Your goal — Recast the lines of the listing below as a Markdown table with the columns "No." and "Text", starting at the line containing "sample: [679, 1096]." and ending at the line containing "[254, 1148]". Number each row, and omit blank lines and pictures.

Dataset listing of object locations
────────────────

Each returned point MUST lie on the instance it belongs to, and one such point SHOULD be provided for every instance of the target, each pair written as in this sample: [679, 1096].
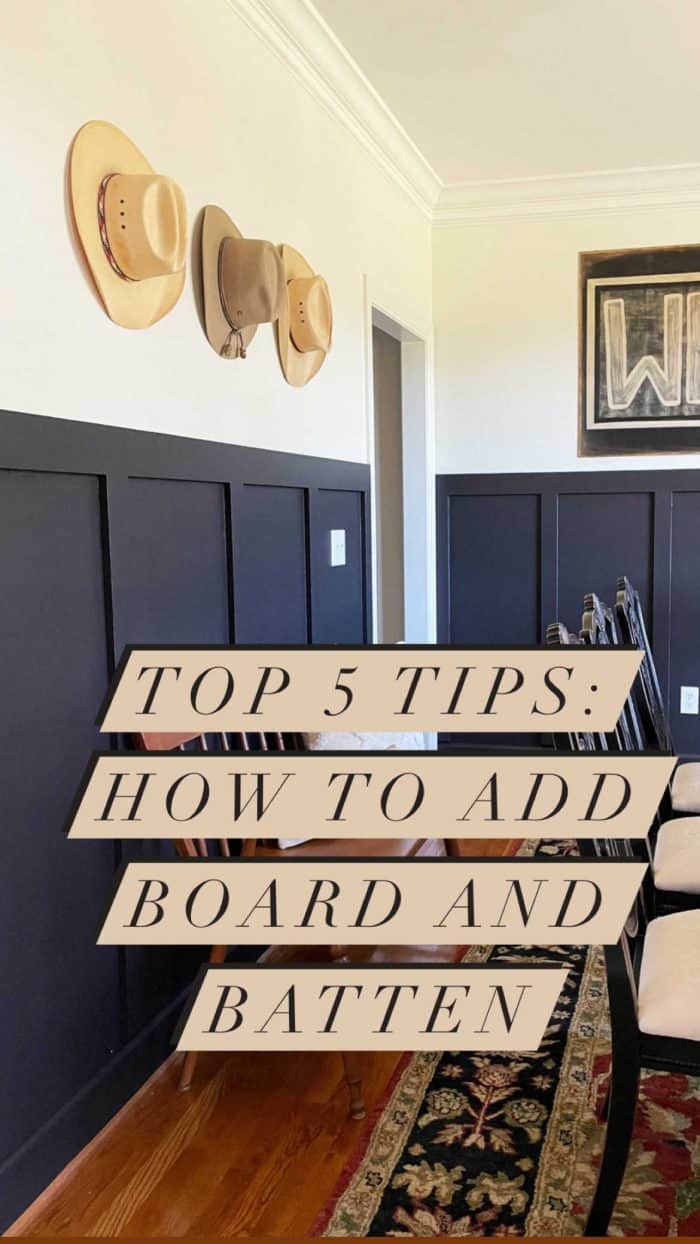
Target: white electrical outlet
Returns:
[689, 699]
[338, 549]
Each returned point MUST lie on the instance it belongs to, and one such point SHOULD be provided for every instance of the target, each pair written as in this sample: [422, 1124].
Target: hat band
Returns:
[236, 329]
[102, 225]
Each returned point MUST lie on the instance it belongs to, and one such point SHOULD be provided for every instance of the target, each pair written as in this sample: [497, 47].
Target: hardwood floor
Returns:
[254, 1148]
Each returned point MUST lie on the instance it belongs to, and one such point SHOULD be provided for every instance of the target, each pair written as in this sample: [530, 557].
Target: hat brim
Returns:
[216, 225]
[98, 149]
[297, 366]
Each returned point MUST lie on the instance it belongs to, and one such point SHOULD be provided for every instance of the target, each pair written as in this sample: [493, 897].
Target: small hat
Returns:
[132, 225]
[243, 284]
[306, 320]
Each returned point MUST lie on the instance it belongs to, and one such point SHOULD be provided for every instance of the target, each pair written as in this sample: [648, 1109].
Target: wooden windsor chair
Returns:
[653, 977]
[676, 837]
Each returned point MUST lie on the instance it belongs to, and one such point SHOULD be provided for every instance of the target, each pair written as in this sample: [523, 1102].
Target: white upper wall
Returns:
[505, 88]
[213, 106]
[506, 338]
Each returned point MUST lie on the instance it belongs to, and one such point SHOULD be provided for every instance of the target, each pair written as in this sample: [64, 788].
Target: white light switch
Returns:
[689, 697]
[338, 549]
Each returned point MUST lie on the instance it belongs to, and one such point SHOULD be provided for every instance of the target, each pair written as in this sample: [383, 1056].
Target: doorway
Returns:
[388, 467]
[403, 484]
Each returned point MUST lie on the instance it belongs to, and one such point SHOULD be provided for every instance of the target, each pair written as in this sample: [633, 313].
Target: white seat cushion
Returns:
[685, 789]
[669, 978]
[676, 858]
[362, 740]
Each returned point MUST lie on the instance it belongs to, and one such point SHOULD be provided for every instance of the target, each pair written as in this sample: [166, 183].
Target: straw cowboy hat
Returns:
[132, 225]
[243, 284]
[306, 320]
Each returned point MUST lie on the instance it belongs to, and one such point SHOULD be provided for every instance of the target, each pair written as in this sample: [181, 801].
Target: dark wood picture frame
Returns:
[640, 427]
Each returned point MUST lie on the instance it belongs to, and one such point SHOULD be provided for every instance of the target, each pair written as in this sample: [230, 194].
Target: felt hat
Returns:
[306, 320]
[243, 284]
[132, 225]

────────────────

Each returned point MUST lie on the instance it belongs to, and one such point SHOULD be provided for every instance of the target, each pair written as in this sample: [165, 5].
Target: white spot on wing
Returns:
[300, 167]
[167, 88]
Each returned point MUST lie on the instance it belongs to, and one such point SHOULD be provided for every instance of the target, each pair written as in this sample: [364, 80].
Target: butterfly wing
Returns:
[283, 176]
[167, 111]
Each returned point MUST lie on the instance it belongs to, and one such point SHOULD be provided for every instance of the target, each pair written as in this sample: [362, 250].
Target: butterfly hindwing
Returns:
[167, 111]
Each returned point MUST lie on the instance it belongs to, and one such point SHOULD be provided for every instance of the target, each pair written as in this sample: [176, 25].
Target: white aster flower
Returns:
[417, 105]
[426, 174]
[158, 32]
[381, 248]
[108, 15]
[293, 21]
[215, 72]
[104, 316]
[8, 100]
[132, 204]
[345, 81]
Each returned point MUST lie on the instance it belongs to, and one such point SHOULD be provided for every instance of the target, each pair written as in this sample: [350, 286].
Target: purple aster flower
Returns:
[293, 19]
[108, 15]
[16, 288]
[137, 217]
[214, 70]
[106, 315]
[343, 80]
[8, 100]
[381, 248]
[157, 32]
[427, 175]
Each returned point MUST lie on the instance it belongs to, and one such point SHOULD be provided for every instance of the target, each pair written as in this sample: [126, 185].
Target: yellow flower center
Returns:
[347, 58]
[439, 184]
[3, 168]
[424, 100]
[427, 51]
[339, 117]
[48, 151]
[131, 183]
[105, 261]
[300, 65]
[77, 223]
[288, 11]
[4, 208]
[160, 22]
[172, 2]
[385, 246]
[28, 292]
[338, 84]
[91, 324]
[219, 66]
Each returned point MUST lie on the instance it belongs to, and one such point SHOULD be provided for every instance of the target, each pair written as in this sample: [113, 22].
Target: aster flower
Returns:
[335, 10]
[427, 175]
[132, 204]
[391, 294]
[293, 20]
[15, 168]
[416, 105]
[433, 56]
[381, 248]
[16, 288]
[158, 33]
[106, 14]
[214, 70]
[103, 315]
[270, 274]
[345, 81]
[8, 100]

────────────────

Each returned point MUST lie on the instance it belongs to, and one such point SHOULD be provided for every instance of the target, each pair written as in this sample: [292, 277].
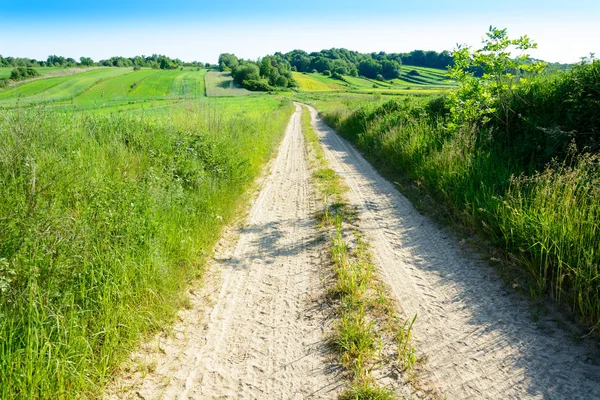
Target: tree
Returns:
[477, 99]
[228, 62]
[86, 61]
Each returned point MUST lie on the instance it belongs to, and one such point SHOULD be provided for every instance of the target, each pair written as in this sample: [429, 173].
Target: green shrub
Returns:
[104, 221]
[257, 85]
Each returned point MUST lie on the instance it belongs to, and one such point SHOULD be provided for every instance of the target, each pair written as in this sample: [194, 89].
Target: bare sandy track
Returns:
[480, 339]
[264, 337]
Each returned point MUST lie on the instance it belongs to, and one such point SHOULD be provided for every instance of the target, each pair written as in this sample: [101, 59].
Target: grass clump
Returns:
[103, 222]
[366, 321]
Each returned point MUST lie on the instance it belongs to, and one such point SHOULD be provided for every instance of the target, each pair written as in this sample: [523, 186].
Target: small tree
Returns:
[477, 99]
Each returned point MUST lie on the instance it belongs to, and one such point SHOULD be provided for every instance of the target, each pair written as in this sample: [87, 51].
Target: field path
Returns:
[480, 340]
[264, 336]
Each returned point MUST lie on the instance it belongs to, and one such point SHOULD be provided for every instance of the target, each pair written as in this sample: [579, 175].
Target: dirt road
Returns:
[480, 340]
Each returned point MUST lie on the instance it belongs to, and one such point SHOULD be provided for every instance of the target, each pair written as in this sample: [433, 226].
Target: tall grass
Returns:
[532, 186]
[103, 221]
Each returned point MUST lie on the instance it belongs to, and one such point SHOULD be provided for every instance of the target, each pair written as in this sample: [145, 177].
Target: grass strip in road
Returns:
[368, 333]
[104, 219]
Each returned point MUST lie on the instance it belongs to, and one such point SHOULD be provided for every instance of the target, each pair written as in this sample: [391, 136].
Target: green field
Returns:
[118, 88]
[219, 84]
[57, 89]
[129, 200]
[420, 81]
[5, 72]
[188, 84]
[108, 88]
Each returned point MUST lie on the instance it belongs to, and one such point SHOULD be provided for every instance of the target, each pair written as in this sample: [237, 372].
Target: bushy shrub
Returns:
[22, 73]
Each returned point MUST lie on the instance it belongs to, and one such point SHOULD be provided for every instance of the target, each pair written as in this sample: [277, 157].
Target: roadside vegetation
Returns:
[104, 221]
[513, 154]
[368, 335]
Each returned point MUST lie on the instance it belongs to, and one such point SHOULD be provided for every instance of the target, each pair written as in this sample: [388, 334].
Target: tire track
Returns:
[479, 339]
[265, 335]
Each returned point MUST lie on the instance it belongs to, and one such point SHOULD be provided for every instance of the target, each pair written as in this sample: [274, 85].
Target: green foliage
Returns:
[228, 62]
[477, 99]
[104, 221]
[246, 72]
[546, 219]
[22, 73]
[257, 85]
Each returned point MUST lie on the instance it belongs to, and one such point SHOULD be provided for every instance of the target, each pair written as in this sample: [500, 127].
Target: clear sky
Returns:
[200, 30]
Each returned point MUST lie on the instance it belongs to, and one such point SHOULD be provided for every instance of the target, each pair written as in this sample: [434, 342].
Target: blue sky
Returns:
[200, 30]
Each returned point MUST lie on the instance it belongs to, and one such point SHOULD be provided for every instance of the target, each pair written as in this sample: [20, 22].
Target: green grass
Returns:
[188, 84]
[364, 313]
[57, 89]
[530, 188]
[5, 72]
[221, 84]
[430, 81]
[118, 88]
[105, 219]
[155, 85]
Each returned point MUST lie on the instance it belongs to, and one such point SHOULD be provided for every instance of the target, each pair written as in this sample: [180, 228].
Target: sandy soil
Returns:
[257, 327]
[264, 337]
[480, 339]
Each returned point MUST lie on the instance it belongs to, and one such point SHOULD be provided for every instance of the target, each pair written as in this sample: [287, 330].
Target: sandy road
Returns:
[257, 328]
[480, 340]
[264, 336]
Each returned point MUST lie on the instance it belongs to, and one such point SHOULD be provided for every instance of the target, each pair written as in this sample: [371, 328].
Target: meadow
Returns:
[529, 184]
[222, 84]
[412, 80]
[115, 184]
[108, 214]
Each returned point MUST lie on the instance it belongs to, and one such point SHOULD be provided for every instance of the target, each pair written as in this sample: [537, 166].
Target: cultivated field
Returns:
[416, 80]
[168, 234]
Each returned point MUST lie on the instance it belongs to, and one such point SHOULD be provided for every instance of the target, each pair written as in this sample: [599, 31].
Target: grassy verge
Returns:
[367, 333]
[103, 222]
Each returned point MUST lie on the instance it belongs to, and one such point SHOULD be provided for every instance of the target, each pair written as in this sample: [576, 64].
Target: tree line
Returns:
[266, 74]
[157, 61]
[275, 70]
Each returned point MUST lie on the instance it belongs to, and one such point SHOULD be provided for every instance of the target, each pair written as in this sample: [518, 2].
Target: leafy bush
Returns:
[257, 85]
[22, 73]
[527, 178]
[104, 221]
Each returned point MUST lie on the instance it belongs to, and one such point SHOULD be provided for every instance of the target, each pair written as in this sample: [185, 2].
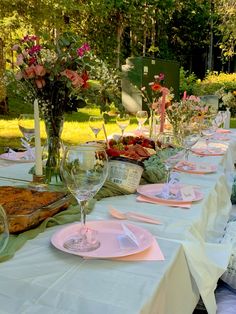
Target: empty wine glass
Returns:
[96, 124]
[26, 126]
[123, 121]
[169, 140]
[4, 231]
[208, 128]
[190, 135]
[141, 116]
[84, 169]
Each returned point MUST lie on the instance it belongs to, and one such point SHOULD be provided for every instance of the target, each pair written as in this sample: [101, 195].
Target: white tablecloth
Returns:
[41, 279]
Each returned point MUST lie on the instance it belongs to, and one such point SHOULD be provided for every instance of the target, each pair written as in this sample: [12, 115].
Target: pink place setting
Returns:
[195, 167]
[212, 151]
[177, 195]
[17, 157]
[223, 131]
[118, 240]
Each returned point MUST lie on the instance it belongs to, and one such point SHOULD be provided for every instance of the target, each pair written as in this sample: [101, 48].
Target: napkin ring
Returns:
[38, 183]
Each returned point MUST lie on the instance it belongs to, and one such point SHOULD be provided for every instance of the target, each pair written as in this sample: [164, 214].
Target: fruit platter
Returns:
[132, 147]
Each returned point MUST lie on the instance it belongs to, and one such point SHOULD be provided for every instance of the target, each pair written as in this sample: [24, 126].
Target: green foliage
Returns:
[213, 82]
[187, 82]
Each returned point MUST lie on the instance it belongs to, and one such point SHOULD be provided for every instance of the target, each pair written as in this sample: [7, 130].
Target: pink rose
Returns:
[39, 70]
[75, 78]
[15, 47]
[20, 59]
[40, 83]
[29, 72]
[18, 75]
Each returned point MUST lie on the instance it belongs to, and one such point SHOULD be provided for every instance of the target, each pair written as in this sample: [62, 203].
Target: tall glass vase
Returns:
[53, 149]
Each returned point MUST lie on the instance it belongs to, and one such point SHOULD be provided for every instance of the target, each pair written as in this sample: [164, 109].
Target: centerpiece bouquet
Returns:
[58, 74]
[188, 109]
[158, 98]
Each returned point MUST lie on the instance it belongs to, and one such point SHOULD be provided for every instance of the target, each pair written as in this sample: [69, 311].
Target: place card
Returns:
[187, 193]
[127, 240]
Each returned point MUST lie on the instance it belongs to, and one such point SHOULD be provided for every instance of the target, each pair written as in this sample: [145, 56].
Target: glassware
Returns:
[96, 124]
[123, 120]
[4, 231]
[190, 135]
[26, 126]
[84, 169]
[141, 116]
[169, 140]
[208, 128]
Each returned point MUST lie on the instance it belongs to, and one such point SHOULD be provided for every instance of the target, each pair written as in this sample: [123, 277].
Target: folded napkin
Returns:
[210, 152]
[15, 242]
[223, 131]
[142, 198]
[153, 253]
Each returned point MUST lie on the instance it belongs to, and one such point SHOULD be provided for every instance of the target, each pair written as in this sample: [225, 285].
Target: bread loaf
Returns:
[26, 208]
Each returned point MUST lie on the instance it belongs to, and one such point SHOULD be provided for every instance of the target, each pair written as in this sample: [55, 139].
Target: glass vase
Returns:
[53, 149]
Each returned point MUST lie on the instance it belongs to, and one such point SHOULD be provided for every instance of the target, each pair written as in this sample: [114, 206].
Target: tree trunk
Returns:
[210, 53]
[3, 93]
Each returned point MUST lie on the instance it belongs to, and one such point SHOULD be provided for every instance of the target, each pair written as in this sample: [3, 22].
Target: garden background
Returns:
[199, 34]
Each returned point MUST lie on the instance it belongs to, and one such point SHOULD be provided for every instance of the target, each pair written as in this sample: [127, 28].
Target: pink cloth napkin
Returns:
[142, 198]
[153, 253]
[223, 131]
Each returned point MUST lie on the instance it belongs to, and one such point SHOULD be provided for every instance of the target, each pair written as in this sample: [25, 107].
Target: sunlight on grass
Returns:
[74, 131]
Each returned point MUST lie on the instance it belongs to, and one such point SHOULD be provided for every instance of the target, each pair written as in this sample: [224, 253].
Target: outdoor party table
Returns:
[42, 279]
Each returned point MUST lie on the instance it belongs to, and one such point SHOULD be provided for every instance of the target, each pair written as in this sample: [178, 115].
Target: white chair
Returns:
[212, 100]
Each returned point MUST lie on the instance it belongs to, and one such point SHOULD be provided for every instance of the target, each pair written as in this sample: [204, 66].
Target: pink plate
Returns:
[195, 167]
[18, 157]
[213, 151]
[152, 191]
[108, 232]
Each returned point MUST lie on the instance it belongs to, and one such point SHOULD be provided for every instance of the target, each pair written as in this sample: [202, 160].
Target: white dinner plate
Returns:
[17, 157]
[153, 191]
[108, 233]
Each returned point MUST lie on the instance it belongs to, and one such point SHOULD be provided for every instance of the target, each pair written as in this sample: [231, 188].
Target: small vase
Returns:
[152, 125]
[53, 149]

────────────────

Task answer —
| No. | Text |
|---|---|
| 1 | Each returned point MUST lie on the instance it belongs to, and one such point SHOULD be provided for every instance of the target, each pair written as in this sample: [679, 1096]. |
| 2 | Target: white electrical outlet |
| 3 | Returns: |
| 4 | [689, 699] |
| 5 | [338, 549] |
| 6 | Each returned point MUST lie on the instance it belongs to, and one such point SHOULD be provided for every instance of the target, each pair written as in this sample: [422, 1124]. |
| 7 | Target: hat band |
| 8 | Returns: |
| 9 | [236, 329] |
| 10 | [102, 225] |
| 11 | Each returned point MUST lie on the instance it belongs to, and one such point SHOULD be provided for every instance of the target, each pair written as in this sample: [497, 47]. |
| 12 | Target: hardwood floor |
| 13 | Returns: |
| 14 | [254, 1148] |